Entries for contour labeling:
"""

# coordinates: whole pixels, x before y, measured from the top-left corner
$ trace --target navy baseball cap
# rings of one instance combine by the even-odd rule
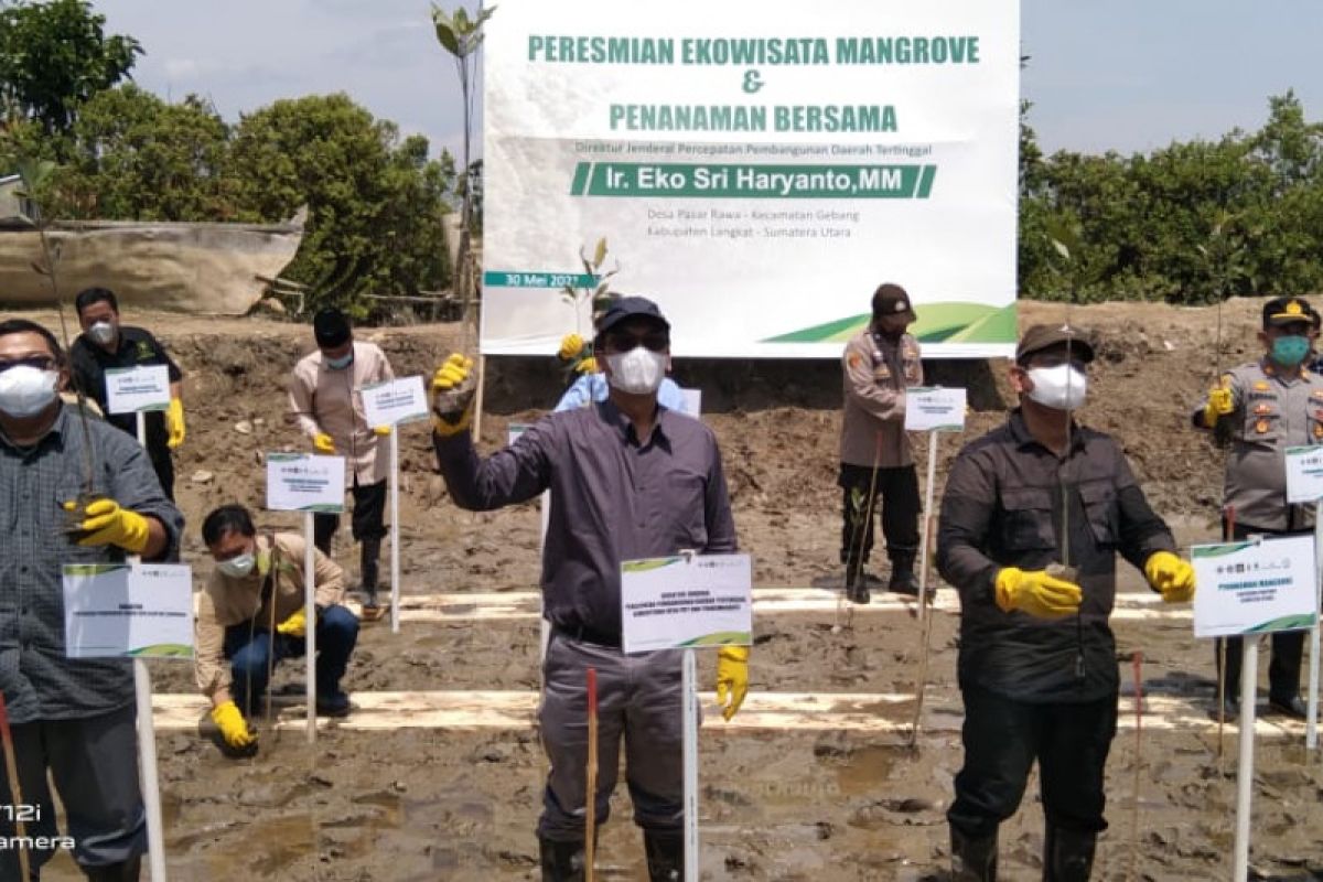
[[[597,321],[597,333],[602,336],[626,319],[643,317],[652,320],[667,333],[671,333],[671,323],[662,315],[658,304],[647,298],[619,298],[611,303]]]

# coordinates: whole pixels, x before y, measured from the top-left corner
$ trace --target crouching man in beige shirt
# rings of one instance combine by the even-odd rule
[[[306,652],[303,603],[306,542],[296,533],[257,534],[242,505],[222,505],[202,521],[202,541],[216,559],[197,610],[197,688],[232,748],[250,748],[253,717],[271,670]],[[344,573],[315,550],[318,713],[344,717],[349,697],[340,678],[359,639],[359,619],[341,606]],[[229,662],[229,664],[226,664]]]

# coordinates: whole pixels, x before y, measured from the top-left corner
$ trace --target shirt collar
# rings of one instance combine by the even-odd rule
[[[1011,411],[1011,419],[1008,422],[1011,427],[1011,438],[1015,439],[1016,446],[1019,447],[1032,446],[1048,450],[1046,447],[1040,444],[1033,435],[1029,434],[1029,427],[1024,422],[1024,413],[1019,407]],[[1080,431],[1080,423],[1077,423],[1074,419],[1070,421],[1069,438],[1070,438],[1072,454],[1084,450],[1084,434]]]
[[[603,421],[620,434],[622,439],[630,442],[631,444],[643,446],[643,442],[634,434],[634,422],[624,415],[624,411],[615,406],[614,401],[607,398],[606,401],[599,402],[598,413],[602,415]],[[671,413],[671,409],[658,403],[656,419],[652,421],[654,442],[660,442],[667,438],[665,427],[672,419],[675,419],[675,414]]]

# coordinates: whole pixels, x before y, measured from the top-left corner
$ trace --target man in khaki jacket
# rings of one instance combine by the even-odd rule
[[[304,538],[296,533],[258,536],[242,505],[222,505],[202,521],[202,541],[216,559],[198,598],[193,656],[197,688],[212,701],[212,719],[225,743],[249,747],[251,717],[273,668],[306,652],[303,602]],[[359,639],[359,620],[344,608],[344,573],[315,551],[318,713],[344,717],[349,697],[340,678]],[[226,665],[229,661],[229,665]]]
[[[905,435],[905,390],[923,385],[918,340],[906,333],[914,323],[909,295],[898,284],[873,292],[868,328],[845,344],[841,356],[845,407],[840,430],[840,479],[844,526],[840,562],[845,596],[868,603],[864,565],[873,549],[873,509],[882,505],[882,534],[892,561],[889,591],[918,594],[918,476]]]
[[[312,317],[318,341],[294,366],[290,378],[290,410],[299,428],[319,454],[345,458],[345,487],[353,493],[351,525],[361,542],[359,578],[363,587],[363,618],[377,620],[377,578],[381,540],[386,536],[386,479],[389,458],[380,440],[389,426],[368,426],[363,411],[364,386],[394,378],[381,348],[353,339],[349,320],[339,309],[321,309]],[[319,513],[314,518],[314,541],[323,554],[331,554],[331,540],[340,528],[337,514]]]

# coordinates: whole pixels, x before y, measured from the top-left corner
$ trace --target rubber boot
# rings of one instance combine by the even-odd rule
[[[845,599],[851,603],[868,603],[873,599],[868,592],[868,574],[861,561],[845,563]]]
[[[138,882],[142,873],[143,858],[131,857],[120,863],[106,863],[103,866],[79,866],[83,875],[90,882]]]
[[[1088,882],[1098,834],[1048,824],[1043,836],[1043,882]]]
[[[556,840],[538,838],[537,848],[542,861],[542,882],[583,881],[582,842],[557,842]]]
[[[996,833],[980,838],[951,828],[951,882],[996,881]]]
[[[359,573],[363,577],[363,618],[374,621],[381,618],[381,604],[377,603],[381,540],[364,540],[359,555]]]
[[[643,830],[648,882],[684,882],[684,836]]]
[[[914,553],[892,553],[892,578],[886,583],[886,590],[893,594],[905,594],[912,598],[918,596],[918,577],[914,575]]]

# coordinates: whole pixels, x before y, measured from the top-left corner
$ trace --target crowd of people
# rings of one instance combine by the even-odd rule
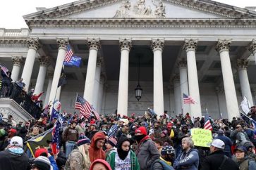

"""

Please count the lines above that contain the string "shirt", and reply with that number alone.

ANSWER FOR THIS EXERCISE: 2